▶ [Travail demandé]
Lisez le texte sur la reconnaissance des diplômes ci-dessous, puis répondez aux questions suivantes.
(a) Quel quotidien a consacré ce lundi un article au cas de Josef Nejedlý ?
(b) Dans quelle université a-t-il passé son année Erasmus ?
(c) Quel établissement lui a délivré le master en droit économique européen ?

▶ [Texte du document]
▶

Reconnaissance des diplômes : un casse-tête franco-tchèque

Josef Nejedlý

Rencontre aujourd’hui avec Josef Nejedlý, un jeune diplômé tchèque qui a terminé ses études en France mais qui doit lutter pour faire reconnaître ses diplômes dans son pays d’origine. Malgré une récente décision historique du conseil du barreau de Prague, la bataille, qui mêle rigidité administrative et applicabilité du droit communautaire, n’est pas encore gagnée.

Josef, ton cas faisait ce lundi l’objet d’un article et d’une grande photo dans le quotidien Hospodářské Noviny. Peux-tu d’abord nous dire quels diplômes as-tu obtenus en France ?

« Après avoir passé le bac à Prague, j’ai été admis à Sciences-Po Paris et je suis parti en France. J’ai d’abord étudié à Dijon, pour le premier cycle est-européen de Sciences-Po Paris puis j’ai poursuivi ma formation avec une année Erasmus à l’université de Heidelberg en Allemagne. De retour en France j’ai continué à Paris au sein du Master Droit économique européen – une double formation organisée en partenariat entre Sciences-Po Paris et l’université Robert Schuman de Strasbourg. J’ai obtenu deux masters en droit français – un master en droit économique de Sciences-Po Paris et un master en droit économique européen de l’université Robert Schuman de Strasbourg – qui me permettent de devenir avocat en France. »

◀

▶ [Entrées répertoriées]
▶

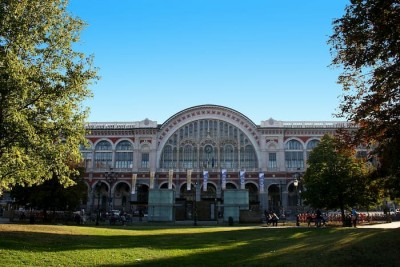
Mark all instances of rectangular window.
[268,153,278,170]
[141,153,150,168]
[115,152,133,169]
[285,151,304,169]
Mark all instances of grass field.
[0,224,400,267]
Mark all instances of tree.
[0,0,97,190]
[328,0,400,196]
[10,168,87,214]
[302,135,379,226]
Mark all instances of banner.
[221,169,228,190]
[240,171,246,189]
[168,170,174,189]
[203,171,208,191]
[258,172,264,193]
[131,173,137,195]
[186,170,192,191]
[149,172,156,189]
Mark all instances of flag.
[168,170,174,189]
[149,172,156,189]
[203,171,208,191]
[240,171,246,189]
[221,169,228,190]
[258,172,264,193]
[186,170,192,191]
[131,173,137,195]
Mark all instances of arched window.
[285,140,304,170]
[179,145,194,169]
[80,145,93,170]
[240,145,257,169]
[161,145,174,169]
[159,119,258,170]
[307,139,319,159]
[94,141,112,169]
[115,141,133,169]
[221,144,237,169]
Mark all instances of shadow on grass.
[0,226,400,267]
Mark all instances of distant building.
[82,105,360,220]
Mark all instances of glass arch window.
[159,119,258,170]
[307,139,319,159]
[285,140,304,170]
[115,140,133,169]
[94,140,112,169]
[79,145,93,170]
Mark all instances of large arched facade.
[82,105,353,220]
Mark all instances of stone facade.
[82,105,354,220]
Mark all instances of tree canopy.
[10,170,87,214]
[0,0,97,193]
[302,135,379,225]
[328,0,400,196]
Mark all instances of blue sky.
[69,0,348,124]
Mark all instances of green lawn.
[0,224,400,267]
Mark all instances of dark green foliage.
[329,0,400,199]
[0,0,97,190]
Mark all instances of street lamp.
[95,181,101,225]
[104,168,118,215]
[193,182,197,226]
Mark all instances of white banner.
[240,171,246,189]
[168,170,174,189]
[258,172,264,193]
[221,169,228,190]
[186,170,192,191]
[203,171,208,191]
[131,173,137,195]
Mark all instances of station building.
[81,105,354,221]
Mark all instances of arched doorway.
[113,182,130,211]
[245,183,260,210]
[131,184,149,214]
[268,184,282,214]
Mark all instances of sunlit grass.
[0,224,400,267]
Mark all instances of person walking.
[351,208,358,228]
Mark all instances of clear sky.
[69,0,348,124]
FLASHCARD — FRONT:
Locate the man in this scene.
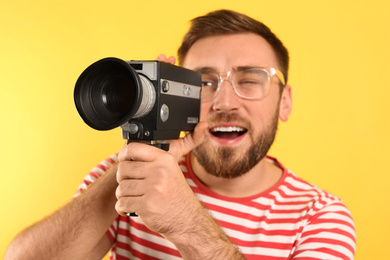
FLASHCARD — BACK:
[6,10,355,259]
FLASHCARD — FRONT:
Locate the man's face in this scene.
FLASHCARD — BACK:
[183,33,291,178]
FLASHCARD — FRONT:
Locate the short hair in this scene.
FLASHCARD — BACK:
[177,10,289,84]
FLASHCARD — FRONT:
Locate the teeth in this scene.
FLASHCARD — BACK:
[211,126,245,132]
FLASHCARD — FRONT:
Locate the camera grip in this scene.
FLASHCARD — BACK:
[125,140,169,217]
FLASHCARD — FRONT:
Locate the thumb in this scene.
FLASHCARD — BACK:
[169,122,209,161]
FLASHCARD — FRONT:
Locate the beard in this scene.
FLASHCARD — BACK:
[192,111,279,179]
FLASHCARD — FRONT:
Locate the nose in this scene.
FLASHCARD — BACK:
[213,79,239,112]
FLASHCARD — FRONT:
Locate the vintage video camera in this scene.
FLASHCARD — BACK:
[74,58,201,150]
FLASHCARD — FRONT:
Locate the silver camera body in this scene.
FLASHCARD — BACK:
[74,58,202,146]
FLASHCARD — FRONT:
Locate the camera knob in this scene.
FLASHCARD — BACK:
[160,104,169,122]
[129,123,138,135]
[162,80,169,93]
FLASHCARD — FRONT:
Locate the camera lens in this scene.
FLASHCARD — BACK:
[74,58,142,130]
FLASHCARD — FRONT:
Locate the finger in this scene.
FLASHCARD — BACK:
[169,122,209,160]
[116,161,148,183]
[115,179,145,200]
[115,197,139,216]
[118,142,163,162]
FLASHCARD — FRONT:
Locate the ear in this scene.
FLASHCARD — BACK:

◀

▶ [Corrigé de l'exercice]
(a) Le quotidien Hospodářské Noviny.
(b) L'université de Heidelberg, en Allemagne.
(c) L'université Robert Schuman de Strasbourg.